=== Records provided ===

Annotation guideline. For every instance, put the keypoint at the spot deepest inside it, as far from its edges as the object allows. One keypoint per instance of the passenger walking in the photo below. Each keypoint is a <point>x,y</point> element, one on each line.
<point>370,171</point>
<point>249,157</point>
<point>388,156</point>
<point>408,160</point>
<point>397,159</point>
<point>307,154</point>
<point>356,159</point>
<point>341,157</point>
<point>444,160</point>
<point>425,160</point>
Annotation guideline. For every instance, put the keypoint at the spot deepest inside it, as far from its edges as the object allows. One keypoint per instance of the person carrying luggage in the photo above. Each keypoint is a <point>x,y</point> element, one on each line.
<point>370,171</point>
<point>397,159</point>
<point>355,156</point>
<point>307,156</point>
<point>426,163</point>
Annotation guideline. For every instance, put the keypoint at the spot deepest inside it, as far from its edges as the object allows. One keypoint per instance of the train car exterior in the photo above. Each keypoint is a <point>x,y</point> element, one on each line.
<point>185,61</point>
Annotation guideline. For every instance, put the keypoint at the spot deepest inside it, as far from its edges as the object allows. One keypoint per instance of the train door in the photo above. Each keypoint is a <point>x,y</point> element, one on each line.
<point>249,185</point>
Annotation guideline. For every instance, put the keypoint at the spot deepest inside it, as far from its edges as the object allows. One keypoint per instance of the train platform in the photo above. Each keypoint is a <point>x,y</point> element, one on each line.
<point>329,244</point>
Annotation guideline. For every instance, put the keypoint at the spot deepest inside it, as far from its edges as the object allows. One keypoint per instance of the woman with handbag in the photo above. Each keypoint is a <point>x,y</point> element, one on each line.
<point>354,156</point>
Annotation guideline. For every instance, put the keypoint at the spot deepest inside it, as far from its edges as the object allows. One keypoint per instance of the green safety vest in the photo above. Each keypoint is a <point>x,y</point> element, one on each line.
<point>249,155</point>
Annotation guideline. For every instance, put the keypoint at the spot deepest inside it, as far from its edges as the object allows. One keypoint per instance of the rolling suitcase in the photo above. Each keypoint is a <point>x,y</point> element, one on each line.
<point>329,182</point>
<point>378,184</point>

===

▶ [Work required] Write out again the lines starting at the beginning of the records and ending at the line containing "<point>185,61</point>", keeping the request lines as they are. Multiply each coordinate in the answer points by 1.45 and round to whole numbers, with halves rounded up.

▶ [Correct response]
Annotation guideline. For every instance, put the keypoint at the spot deepest inside it, as far from its edges as the object allows. One keypoint per instance of the passenger walking in the photo below. Each keypoint is a <point>x,y</point> element, one on each line.
<point>537,248</point>
<point>361,228</point>
<point>563,226</point>
<point>592,232</point>
<point>576,231</point>
<point>445,223</point>
<point>516,231</point>
<point>494,228</point>
<point>644,232</point>
<point>616,232</point>
Annotation guideline. For every instance, put the keypoint at the spot deepest inside it, as far from its edges as the object allows. One keypoint per instance of the person carrying luggage in the photo above. Each keypoint is a <point>x,y</point> element, one on each line.
<point>537,248</point>
<point>576,231</point>
<point>515,226</point>
<point>445,226</point>
<point>618,236</point>
Annotation guideline. For every instance, put the keypoint at the spot deepest inside it, as far from its edges as the object allows. One keypoint per instance of the train car exterior in the photo above. Each keypoint is a <point>x,y</point> element, one on each line.
<point>268,88</point>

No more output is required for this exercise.